Saved data entries
[Start]

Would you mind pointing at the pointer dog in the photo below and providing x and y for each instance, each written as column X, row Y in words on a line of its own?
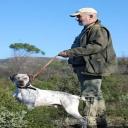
column 34, row 97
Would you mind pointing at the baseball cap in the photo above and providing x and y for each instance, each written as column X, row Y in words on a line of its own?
column 84, row 10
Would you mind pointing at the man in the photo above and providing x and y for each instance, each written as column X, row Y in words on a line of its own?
column 92, row 56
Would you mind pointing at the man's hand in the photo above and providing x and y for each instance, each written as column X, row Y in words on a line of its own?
column 63, row 54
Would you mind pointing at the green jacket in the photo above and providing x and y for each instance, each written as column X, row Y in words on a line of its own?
column 93, row 49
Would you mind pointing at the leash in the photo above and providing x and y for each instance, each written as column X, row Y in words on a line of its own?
column 41, row 70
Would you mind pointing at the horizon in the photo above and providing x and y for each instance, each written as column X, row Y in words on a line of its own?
column 47, row 25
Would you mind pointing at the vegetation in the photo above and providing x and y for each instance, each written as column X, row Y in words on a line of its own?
column 59, row 76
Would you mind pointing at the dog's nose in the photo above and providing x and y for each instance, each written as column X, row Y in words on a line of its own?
column 20, row 81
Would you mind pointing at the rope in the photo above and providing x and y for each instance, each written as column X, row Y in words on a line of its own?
column 41, row 70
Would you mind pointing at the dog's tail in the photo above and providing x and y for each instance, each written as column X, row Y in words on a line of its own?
column 82, row 98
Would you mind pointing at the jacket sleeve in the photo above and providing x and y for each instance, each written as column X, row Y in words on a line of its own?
column 97, row 41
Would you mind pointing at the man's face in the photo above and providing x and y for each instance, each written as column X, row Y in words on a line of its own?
column 83, row 19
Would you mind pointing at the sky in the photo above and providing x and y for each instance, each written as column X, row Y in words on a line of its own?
column 47, row 25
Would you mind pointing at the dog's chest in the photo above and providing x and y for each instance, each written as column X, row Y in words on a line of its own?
column 27, row 96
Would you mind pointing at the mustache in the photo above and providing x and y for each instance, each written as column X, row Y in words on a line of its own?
column 79, row 21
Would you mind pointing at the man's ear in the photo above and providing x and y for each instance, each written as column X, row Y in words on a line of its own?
column 12, row 78
column 30, row 77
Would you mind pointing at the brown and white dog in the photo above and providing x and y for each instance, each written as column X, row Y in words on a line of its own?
column 34, row 97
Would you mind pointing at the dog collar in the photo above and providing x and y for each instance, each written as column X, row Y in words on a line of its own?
column 27, row 86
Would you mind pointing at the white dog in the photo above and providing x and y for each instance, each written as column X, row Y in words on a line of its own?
column 33, row 97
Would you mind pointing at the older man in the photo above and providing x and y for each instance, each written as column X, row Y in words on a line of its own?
column 92, row 56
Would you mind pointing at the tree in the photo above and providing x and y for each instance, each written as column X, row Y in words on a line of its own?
column 21, row 53
column 24, row 49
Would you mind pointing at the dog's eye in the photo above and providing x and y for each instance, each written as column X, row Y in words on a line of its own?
column 17, row 78
column 25, row 78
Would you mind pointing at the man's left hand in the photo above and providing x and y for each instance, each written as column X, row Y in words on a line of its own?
column 63, row 54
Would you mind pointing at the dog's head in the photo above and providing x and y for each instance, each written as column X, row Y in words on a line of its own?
column 20, row 80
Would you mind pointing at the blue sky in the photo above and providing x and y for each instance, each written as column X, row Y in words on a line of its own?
column 47, row 25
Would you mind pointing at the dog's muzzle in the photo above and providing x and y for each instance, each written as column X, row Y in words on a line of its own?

[End]

Job: Reproduce word for word the stretch of the items from the line containing "Would you mind pointing at the older" through the line containing "column 25, row 78", with both of those lines included.

Answer for the task:
Would you mind pointing at the older man in the photo above and providing x and y for each instance, each written as column X, row Y in words on a line of its own?
column 92, row 56
Would you mind pointing at the tree in the photo above and providing x and y for each instance, each written as column X, row Y in words on a line of its own?
column 21, row 53
column 24, row 49
Would you mind pointing at the dog's eye in the photo above and providing x and y for each instance, each written as column X, row Y in words on a line of its own?
column 17, row 78
column 25, row 78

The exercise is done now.